■ INFORMATION SHOWN:
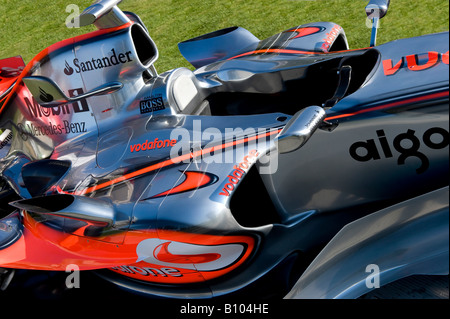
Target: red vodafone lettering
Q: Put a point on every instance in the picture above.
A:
(411, 62)
(238, 173)
(156, 143)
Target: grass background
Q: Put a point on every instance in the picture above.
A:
(28, 26)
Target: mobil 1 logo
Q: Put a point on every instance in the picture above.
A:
(152, 104)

■ TASK REQUIREMENTS: Everything in the entries above should be returned exactly, apart from the pictures.

■ YOUR SOLUTION:
Target: red vodafone lettering
Q: Put a point on every instance in the picture above.
A:
(411, 62)
(238, 173)
(156, 143)
Target: grass background
Q: Put a point on every instance in the picture above.
A:
(28, 26)
Target: mobil 1 logo
Q: Put a point on every instance in the picture above.
A:
(152, 104)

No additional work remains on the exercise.